[What is required]
From the rows below, extract every line that contains the string "water", reproducing each matching line verbatim and in its original order.

[Task data]
>> START

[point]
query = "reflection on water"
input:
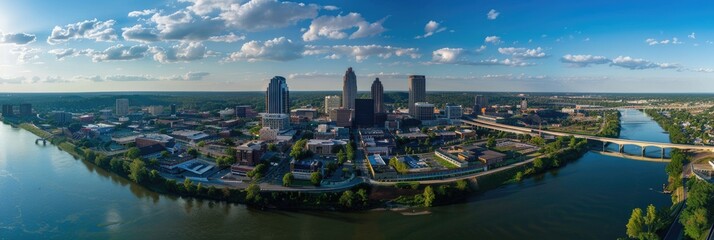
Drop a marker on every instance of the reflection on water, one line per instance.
(48, 194)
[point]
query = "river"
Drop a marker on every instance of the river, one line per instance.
(47, 194)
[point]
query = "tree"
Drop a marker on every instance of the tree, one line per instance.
(193, 152)
(652, 219)
(347, 199)
(132, 153)
(187, 184)
(272, 147)
(350, 151)
(341, 157)
(462, 185)
(74, 127)
(429, 196)
(635, 225)
(491, 142)
(316, 178)
(288, 179)
(253, 193)
(137, 171)
(362, 196)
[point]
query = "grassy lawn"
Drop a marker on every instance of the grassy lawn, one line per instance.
(35, 130)
(444, 163)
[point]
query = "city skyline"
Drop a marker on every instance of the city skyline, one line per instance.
(187, 45)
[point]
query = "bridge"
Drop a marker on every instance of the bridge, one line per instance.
(605, 140)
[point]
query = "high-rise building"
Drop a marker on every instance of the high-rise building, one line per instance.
(364, 113)
(424, 111)
(342, 117)
(332, 102)
(417, 91)
(480, 101)
(122, 106)
(155, 110)
(7, 110)
(378, 95)
(349, 89)
(453, 111)
(277, 96)
(279, 121)
(25, 109)
(242, 111)
(61, 117)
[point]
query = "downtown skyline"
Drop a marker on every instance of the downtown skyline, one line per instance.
(203, 45)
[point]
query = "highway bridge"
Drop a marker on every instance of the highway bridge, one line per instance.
(605, 140)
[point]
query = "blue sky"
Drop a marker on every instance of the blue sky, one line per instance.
(493, 45)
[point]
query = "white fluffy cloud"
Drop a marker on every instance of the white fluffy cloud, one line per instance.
(493, 39)
(266, 14)
(523, 53)
(431, 28)
(447, 55)
(184, 52)
(277, 49)
(638, 63)
(335, 27)
(142, 13)
(119, 52)
(17, 38)
(584, 60)
(89, 29)
(25, 54)
(492, 15)
(652, 41)
(362, 52)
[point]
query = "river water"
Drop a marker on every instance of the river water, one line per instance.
(47, 194)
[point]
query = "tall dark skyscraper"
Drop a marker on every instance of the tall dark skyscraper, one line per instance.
(378, 96)
(349, 89)
(364, 113)
(277, 97)
(480, 101)
(417, 91)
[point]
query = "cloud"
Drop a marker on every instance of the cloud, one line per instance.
(523, 53)
(362, 52)
(652, 41)
(334, 27)
(119, 52)
(277, 49)
(447, 55)
(692, 36)
(184, 25)
(493, 39)
(267, 14)
(12, 80)
(228, 38)
(638, 63)
(140, 34)
(584, 60)
(25, 54)
(89, 29)
(431, 28)
(492, 15)
(17, 38)
(62, 53)
(183, 52)
(142, 13)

>> END

[Completed task]
query = "reflection on water"
Drop a marker on every instance of the reflection on water, one line per instance.
query = "river water"
Drop a marker on every instance of the river water, one line per instance.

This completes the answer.